▶ _TEXT_:
— BEGIN —
By Beth Thomas

Thorough risk management assessments need to be included for commercial, industrial and community systems. This is especially true when treating contaminants that have serious health effects like arsenic that may have coverage exclusion clauses in the liability policy.

A 10-gpm arsenic removal system in series configuration in New Hamsphire

A successful US EPA project: 100-gram arsenic removal system in series configuration in Arizona.

More and more communities and individuals are in the process of selecting arsenic treatment systems to meet US EPA standards. A critical and often frustrating step is answering the question, “How much will a system cost and what will the on-going maintenance and operating expenses be?”

As owners of many arsenic treatment systems are discovering, initial system capital cost is only one part of the total cost equation. Most items of analysis will apply to systems of any size, from POU systems to those for community water companies.

The approach is not much different than the questions one would ask for any other type of water treatment system. The initial price of the system, including the design, pilot testing (if required), permitting costs, equipment, site preparation, installation and start-up and commissioning costs are usually known from bids or sales proposals.

These costs will vary depending on the size of the unit, the treatment technology chosen and the degree of complexity based on the features that are added. Other costs at the time of purchase include the cost of financing the purchase and liability insurance for community systems, whether private or public.

A 50-gpm arsenic, iron and manganese removal system in parallel configuration in Maryland

Risk and maintenance
Thorough risk management assessments need to be included for commercial, industrial and community systems. This is especially true when treating contaminants that have serious health effects like arsenic that may have coverage exclusion clauses in the liability policy.

Once the system is in operation, maintenance expenses occur. These expenses are not covered in the system warranty. Frequency depends on the amount of water used and the quality of water being treated. Failure to perform these services may result in poor water quality or system failure.

The price and schedule for these services and components might have been discussed in the original sales proposal or listed in the operations and maintenance manual. If not, the water treatment company from whom the system was purchased can provide the information.
— END —
▶ _LISTED RECORDS_:
— BEGIN —
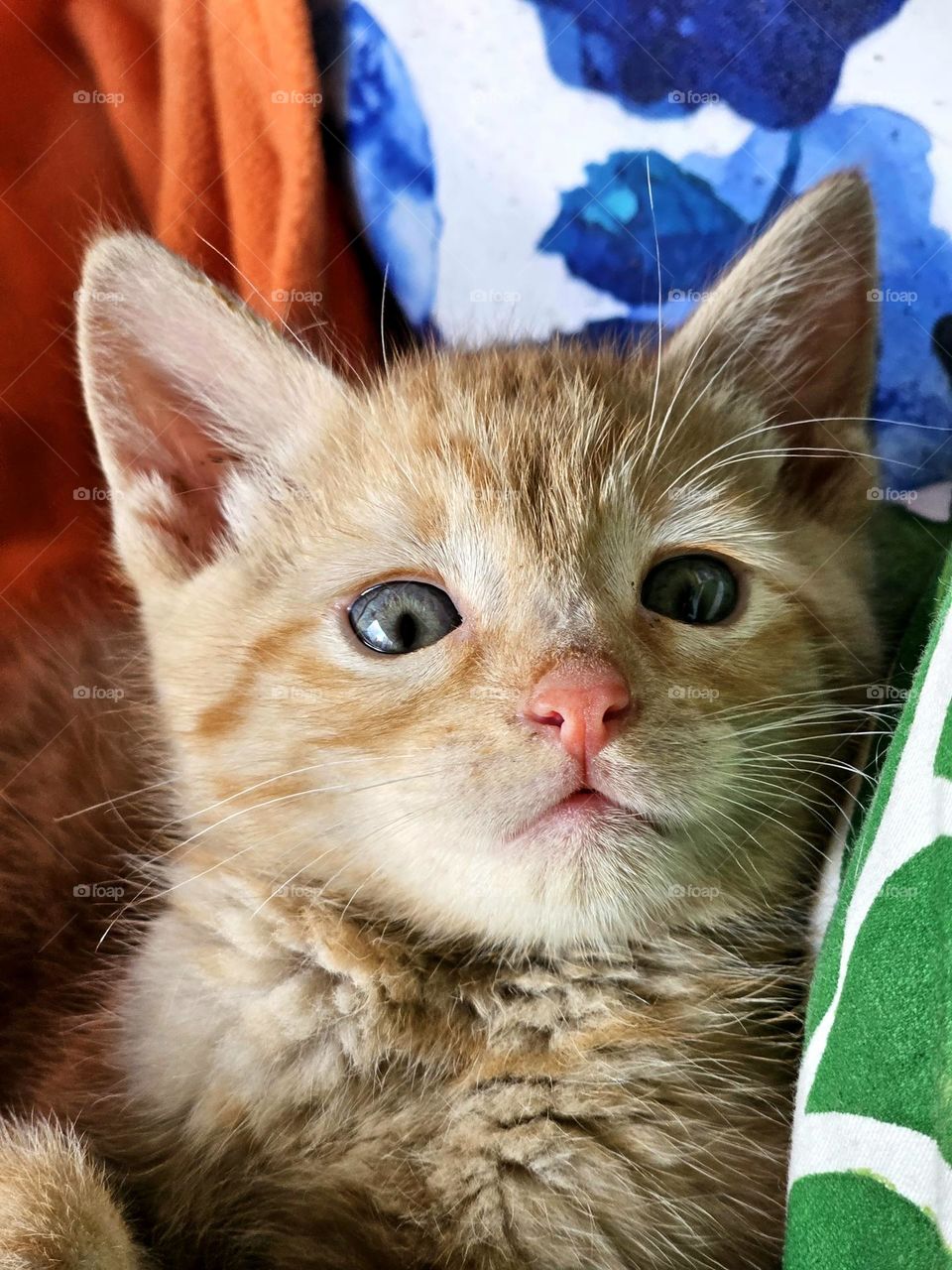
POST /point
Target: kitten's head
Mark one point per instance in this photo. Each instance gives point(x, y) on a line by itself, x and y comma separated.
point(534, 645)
— END —
— BEGIN —
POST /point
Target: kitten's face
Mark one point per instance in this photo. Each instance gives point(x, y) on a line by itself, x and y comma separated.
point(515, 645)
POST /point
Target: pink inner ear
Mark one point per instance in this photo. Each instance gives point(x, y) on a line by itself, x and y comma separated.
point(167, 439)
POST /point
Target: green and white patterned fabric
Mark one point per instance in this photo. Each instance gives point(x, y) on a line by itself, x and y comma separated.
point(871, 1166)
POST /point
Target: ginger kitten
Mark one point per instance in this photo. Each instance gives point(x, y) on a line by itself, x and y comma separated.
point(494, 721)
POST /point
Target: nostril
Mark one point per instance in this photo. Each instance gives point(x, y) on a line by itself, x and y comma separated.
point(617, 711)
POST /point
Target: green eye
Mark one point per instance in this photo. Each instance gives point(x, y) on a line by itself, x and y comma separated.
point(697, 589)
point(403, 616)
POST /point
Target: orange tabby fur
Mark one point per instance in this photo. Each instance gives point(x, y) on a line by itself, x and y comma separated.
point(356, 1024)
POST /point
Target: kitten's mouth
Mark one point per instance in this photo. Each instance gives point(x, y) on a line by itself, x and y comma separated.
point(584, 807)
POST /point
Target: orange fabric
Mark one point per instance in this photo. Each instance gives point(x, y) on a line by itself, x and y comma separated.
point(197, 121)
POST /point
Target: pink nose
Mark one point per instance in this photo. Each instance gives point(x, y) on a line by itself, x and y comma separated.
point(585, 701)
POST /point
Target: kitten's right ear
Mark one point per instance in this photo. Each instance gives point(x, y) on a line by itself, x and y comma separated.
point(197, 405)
— END —
▶ _LIST OF TASKS_:
- 1) Reproduce the passage of the arsenic treatment article starting at "Once the system" and ending at "provide the information.", substituting "guarantee" for "warranty".
- 2) Pick up the article on arsenic treatment costs after its final sentence and keep writing it.

▶ _THE RESPONSES_:
- 1)
Once the system is in operation, maintenance expenses occur. These expenses are not covered in the system guarantee. Frequency depends on the amount of water used and the quality of water being treated. Failure to perform these services may result in poor water quality or system failure.

The price and schedule for these services and components might have been discussed in the original sales proposal or listed in the operations and maintenance manual. If not, the water treatment company from whom the system was purchased can provide the information.

- 2)
For residential units, this will mean filter cartridge, membrane or media replacements and control valve service. Larger systems may have chemical feed costs, media replacements and equipment maintenance schedules to be considered.

Periodic water analyses should be performed to verify that the system is performing as required and that the arsenic is being removed. This may be done by an in-house maintenance person or contracted to a water treatment professional. These maintenance and laboratory costs should be considered and budgeted when totaling the true cost of a system.

For community systems, a state-licensed operator is required to maintain the system and perform routine system field tests and laboratory sampling. These operations must be logged and reported to the appropriate state agency. The level of operator license and sampling frequency depends on complexity of the system and number of people served.

Maintenance tools, testing equipment and laboratory tests, consumables like chlorine, pH adjustment chemicals, coagulation additives, filters, media replacement expenses and the operator’s salary are part of the on-going expenses of the system.

These expenses need to be calculated and budgeted as part of the selection decision for any system. Failure to do so can have serious consequences for the community’s budget and the people being served.

A 450-gpm arsenic and iron removal system in parallel configuration in Michigan.

Demonstration process
The US EPA has done two rounds of demonstration projects throughout the country to prove the efficacy of various arsenic treatment media and techniques. These demonstrations succeeded in their goal of identifying emerging treatment technologies and vendors who have been successful.

An arsenic treatment technology decision tree was created and posted on the agency’s website as a selection tool. However, it does not adequately address all of the concerns covered here. Treatment selection will impact both capital and operating costs of the system.

Part of the US EPA’s analysis on these projects is the cost of on-going operations. Two systems in Arizona demonstrate the need to consider these costs. One system began the test using an iron-impregnated activated alumina-based (AA) media as the media of choice.

While AA is low cost and does remove arsenic (V), the throughput capacity is not nearly as high as other media. Therefore, multiple change-outs of the product were needed over time and the operating expense became too costly to be a feasible option for the community. The AA media was subsequently replaced with another higher capacity iron-based media that had more than five times the capacity.

Activated alumina-based media, while suitable for a few applications, has only 10-15 percent of the capacity to exhaustion (in bed volumes) than higher performing granular ferric oxide media. It also requires a longer empty-bed contact time to perform, which means larger vessel design, more media to accomplish the same result and higher capital costs and footprint.

For each site visit to replace media, the labor, material and disposal costs can easily equal the cost of the media itself. To make the process more economically feasible, AA can be regenerated onsite. However, this requires caustic and acid which are expensive, add complexity, create potential safety concerns and require a higher level operator.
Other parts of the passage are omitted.